[START RECORDS]
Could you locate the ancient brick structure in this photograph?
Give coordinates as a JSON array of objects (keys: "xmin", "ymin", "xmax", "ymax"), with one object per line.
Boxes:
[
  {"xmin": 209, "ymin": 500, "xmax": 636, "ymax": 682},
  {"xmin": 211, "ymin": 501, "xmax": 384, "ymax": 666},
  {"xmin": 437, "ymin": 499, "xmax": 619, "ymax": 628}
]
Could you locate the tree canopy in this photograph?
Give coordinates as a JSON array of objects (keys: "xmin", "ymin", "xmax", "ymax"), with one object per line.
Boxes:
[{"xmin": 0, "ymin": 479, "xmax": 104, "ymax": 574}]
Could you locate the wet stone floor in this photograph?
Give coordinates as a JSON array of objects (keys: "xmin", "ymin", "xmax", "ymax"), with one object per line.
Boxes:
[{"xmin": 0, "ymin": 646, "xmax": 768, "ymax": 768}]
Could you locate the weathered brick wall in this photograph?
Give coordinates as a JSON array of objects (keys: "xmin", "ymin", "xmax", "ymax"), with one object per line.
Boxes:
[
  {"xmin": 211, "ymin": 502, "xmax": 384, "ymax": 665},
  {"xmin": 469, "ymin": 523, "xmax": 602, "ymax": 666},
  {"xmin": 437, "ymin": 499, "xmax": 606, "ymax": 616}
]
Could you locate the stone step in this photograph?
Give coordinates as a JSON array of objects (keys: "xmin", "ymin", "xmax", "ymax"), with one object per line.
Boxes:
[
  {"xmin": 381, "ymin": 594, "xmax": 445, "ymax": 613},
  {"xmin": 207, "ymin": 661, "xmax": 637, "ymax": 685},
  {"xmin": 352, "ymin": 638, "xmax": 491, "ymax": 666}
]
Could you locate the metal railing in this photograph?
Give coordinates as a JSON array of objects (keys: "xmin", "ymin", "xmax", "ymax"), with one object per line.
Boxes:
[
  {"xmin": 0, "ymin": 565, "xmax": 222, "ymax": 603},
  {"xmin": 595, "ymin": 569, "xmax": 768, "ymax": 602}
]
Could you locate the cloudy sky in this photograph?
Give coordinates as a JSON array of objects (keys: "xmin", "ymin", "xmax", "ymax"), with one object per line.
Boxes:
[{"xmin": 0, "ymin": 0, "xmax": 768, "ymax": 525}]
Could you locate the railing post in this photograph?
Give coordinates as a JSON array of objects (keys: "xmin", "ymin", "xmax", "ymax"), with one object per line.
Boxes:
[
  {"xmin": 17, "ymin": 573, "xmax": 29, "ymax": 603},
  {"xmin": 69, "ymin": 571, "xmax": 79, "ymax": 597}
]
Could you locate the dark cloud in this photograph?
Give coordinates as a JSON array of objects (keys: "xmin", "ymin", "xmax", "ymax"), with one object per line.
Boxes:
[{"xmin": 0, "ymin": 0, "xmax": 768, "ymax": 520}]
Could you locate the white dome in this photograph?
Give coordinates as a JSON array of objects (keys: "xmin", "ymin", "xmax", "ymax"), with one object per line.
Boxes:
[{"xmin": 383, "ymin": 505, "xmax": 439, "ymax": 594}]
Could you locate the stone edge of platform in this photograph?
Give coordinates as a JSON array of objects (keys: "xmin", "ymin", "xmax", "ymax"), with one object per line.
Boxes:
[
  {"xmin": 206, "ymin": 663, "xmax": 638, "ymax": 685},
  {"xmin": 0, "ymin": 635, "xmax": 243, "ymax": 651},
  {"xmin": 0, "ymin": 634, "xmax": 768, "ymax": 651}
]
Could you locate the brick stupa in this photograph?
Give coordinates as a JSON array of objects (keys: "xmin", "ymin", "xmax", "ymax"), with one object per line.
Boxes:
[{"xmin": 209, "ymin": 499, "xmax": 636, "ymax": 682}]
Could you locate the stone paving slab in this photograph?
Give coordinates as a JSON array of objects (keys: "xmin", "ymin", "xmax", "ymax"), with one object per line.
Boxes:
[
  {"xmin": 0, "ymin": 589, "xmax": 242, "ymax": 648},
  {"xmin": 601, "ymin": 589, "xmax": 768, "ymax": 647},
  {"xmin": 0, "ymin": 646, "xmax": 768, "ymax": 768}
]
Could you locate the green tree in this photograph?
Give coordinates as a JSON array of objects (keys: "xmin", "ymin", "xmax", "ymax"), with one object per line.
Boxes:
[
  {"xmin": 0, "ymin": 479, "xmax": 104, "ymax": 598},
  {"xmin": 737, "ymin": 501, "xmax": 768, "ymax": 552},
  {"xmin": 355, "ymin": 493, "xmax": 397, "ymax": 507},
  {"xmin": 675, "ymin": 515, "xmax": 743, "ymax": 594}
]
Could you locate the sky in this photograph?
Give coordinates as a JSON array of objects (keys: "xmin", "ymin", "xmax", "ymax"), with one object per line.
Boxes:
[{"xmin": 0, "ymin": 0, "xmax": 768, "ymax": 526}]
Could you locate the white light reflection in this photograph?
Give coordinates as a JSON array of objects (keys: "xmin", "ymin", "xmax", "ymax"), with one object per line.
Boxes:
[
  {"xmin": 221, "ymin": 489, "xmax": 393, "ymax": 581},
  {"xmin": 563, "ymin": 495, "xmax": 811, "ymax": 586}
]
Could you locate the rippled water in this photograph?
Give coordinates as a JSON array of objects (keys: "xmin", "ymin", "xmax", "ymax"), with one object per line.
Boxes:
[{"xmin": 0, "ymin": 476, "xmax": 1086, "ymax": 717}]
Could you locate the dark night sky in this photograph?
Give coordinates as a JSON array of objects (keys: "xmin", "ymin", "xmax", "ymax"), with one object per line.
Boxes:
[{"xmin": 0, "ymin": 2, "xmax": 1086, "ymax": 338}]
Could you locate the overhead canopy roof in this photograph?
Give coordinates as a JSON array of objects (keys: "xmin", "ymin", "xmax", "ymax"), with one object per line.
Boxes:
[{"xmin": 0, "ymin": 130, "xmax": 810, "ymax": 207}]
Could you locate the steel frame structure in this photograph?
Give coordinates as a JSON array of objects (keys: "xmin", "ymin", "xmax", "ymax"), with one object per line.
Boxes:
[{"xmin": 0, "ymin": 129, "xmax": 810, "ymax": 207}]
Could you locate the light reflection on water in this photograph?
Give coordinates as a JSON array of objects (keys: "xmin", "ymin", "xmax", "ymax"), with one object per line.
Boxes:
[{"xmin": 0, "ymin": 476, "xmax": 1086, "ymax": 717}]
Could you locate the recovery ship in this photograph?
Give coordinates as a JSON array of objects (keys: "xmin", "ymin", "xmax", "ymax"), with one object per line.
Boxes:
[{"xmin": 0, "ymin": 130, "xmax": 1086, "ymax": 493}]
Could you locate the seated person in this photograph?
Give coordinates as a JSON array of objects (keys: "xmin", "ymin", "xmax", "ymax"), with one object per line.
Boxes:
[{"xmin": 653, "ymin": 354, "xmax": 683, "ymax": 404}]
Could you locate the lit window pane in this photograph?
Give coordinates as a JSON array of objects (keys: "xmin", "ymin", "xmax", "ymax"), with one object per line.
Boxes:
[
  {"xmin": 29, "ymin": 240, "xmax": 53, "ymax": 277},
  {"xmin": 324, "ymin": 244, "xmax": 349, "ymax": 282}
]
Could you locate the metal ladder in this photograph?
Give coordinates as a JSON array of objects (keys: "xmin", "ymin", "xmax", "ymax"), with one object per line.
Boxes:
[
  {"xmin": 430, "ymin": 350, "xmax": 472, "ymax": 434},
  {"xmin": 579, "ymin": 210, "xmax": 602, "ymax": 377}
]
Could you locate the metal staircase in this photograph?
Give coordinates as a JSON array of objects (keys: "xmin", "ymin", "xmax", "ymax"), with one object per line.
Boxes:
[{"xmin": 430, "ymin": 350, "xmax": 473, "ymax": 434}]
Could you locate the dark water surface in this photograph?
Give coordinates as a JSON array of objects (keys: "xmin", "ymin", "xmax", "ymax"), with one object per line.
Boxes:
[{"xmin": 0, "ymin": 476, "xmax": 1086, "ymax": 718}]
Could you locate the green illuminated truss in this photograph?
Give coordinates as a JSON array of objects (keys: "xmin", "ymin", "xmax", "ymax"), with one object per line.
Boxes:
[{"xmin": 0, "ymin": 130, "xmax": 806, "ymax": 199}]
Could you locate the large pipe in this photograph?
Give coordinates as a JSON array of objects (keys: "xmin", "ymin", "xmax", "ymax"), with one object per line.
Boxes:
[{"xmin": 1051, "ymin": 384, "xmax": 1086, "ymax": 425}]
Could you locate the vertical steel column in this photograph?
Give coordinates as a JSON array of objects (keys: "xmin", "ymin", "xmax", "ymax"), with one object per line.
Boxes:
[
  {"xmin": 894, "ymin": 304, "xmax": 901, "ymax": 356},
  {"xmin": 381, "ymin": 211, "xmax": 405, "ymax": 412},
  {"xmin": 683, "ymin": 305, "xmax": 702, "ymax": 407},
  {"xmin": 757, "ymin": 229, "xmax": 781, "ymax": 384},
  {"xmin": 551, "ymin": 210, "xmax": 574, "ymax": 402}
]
[END RECORDS]
> _WHAT IS ASKED_
Please collect every line of the data above that contains the word "green".

> _EXERCISE ANSWER_
Could you locate the green tree in this photograph?
Could you locate the green illuminated truss in this photograph?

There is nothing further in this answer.